WHAT YOU SHOULD DO: Every line in the data below from the one containing "Target: breaking wave" down to the one containing "Every instance of the foam", both included, must be retyped exactly; no other line is to appear.
DATA FOR PROCESSING START
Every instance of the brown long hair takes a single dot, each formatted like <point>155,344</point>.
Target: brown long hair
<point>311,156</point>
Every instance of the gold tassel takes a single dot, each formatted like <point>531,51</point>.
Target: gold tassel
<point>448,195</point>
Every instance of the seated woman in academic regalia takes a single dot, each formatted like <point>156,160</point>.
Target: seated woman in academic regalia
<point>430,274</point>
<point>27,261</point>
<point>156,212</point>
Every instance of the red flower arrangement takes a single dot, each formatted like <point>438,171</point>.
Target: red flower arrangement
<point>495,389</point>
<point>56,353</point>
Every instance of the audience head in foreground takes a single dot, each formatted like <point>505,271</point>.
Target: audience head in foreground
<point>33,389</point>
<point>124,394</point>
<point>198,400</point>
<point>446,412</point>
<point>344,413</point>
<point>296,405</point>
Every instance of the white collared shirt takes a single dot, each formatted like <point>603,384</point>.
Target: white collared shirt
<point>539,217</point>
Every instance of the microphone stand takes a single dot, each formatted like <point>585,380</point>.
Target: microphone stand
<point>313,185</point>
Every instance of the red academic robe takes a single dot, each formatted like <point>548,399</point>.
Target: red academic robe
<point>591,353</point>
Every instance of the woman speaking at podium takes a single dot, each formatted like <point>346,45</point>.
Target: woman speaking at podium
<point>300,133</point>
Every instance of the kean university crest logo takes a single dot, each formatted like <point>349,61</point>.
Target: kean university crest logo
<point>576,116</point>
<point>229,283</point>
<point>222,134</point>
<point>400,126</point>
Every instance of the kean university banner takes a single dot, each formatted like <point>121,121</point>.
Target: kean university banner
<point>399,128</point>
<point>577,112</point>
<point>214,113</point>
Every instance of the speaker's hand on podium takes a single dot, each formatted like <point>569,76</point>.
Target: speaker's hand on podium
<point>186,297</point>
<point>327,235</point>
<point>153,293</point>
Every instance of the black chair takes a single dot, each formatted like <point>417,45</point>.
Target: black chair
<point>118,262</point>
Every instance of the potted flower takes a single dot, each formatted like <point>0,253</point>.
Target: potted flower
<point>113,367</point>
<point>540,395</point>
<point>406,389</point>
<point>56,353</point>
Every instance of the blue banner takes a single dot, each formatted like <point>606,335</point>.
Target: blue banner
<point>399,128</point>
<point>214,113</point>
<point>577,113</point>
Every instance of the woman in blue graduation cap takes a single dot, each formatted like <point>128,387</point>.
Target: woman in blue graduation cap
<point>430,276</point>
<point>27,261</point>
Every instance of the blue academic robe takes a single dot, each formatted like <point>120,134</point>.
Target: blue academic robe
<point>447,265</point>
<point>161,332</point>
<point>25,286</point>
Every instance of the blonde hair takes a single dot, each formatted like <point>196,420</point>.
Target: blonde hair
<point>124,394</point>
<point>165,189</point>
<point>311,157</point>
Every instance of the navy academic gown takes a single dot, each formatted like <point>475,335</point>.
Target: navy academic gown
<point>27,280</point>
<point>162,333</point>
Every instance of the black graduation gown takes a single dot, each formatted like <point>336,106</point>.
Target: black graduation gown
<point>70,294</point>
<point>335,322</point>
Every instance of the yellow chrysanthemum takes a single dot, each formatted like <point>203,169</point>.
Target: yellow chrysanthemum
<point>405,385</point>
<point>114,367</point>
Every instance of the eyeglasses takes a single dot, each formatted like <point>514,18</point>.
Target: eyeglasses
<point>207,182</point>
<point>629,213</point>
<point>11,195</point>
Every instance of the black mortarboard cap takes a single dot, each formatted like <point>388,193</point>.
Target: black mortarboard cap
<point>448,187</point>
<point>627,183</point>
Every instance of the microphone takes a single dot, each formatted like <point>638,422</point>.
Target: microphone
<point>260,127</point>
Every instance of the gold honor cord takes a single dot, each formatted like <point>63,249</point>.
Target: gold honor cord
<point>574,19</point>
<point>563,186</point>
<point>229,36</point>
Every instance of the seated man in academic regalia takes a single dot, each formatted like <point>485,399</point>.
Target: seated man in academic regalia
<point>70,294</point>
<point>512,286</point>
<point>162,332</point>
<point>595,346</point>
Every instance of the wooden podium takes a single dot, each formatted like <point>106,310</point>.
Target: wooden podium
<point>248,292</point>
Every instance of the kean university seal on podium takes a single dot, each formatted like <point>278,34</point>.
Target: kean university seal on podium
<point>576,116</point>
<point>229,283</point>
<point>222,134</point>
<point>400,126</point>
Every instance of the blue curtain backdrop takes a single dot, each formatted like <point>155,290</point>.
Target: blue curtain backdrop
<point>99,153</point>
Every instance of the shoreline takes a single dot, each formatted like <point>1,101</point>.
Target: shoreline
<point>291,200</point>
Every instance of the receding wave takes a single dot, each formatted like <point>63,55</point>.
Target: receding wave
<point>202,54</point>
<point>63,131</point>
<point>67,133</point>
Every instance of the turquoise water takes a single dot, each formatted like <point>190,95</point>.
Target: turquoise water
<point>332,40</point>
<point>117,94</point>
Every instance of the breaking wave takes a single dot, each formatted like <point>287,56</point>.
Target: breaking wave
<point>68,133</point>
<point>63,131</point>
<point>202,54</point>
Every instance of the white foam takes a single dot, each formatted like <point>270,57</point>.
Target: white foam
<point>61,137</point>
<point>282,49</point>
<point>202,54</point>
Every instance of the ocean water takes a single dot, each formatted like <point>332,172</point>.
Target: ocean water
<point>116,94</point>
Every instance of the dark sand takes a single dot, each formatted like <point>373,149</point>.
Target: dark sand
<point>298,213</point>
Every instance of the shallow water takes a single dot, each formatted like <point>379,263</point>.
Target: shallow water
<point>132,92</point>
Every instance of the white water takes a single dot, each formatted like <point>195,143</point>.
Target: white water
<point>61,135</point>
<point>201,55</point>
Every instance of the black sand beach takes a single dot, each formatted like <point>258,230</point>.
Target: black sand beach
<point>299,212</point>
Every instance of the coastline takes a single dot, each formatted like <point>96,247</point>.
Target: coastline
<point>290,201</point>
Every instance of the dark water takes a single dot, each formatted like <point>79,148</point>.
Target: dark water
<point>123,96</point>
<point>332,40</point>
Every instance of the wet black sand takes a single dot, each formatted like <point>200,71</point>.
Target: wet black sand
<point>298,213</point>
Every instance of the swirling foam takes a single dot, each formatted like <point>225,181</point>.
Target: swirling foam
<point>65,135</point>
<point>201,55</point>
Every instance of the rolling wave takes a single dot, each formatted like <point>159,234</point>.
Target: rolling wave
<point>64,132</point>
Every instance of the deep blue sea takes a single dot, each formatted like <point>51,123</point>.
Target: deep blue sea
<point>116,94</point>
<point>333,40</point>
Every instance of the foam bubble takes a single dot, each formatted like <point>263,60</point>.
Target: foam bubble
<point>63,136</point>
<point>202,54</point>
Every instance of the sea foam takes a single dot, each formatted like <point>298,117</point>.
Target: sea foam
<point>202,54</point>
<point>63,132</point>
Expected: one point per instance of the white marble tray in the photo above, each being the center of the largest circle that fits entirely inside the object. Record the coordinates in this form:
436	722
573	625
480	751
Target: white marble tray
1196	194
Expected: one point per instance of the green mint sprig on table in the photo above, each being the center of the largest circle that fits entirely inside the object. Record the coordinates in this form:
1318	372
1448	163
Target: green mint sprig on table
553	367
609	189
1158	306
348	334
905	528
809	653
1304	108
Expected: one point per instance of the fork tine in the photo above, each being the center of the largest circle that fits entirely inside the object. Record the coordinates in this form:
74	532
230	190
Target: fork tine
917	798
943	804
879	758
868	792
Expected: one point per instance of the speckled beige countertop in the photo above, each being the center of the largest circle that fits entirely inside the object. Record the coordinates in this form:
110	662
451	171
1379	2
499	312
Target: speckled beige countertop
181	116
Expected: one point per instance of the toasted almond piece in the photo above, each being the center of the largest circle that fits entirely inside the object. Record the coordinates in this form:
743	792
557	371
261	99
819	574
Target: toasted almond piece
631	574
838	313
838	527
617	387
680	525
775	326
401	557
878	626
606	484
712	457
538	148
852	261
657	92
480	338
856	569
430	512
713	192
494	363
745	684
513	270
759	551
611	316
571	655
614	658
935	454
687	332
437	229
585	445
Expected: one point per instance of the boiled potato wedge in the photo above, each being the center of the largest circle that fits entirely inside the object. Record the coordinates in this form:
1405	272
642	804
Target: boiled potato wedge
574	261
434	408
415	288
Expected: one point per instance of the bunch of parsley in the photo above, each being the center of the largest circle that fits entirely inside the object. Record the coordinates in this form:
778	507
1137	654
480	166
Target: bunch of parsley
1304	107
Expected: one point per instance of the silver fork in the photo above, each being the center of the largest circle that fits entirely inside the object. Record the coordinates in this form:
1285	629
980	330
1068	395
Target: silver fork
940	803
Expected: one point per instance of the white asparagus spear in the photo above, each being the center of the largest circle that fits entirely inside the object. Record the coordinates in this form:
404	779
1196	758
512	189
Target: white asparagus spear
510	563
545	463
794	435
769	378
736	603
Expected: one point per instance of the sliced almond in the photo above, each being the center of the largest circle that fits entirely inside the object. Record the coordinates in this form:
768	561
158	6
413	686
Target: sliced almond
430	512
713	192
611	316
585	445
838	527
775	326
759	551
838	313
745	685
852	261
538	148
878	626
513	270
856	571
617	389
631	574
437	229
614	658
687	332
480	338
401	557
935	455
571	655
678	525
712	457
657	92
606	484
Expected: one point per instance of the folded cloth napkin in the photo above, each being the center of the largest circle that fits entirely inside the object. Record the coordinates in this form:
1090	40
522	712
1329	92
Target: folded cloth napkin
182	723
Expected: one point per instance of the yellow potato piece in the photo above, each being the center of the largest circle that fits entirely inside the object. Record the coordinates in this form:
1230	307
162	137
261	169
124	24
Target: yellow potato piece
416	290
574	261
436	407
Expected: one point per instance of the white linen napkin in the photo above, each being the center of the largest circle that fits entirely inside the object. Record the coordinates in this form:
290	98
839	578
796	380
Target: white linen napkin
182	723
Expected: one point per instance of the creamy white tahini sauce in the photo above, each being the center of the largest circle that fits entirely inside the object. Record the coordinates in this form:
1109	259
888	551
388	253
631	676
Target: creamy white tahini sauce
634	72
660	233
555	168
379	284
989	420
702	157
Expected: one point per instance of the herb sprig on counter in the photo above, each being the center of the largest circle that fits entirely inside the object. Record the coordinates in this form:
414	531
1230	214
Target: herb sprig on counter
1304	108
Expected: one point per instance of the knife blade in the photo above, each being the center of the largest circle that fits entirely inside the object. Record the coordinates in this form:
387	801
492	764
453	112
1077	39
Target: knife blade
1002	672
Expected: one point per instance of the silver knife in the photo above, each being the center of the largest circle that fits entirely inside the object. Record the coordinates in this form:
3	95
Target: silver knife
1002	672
DATA FOR PROCESSING END
EXERCISE RESULT:
Target: breaking wave
<point>68,133</point>
<point>63,131</point>
<point>202,54</point>
Every instance of the white foam takes a single dot, each formatted like <point>270,57</point>.
Target: white foam
<point>61,137</point>
<point>282,49</point>
<point>202,54</point>
Every instance of the ocean water takes a single dot, each formatted like <point>332,172</point>.
Target: ocean water
<point>116,94</point>
Every instance of the dark sand takes a single dot, each formatted like <point>373,149</point>.
Target: dark sand
<point>298,213</point>
Every instance of the shallow water takes a single dot, each formatted like <point>379,263</point>.
Target: shallow water
<point>132,92</point>
Every instance of the white water takes a single dot, each formatted like <point>195,143</point>.
Target: white water
<point>61,135</point>
<point>201,55</point>
Every instance of the black sand beach takes a single dot, each formatted like <point>258,230</point>.
Target: black sand beach
<point>299,212</point>
Every instance of the coastline takes a single dot, each formatted like <point>96,247</point>.
Target: coastline
<point>290,201</point>
Every instance of the dark water takes a single dot, each formatted like <point>79,148</point>.
Target: dark water
<point>123,96</point>
<point>332,40</point>
Every instance of the wet black sand takes a single dot, each formatted like <point>200,71</point>.
Target: wet black sand
<point>298,213</point>
Every instance of the swirling foam takes a single dot, each formatted like <point>225,181</point>.
Target: swirling foam
<point>65,135</point>
<point>201,55</point>
Every instance of the rolling wave takes a single dot, each formatted like <point>159,234</point>.
Target: rolling wave
<point>64,132</point>
Every instance of the deep blue sea takes a single dot, each formatted like <point>51,123</point>.
Target: deep blue sea
<point>116,94</point>
<point>333,40</point>
Every instance of the foam bubble takes a single dot, each formatted like <point>263,60</point>.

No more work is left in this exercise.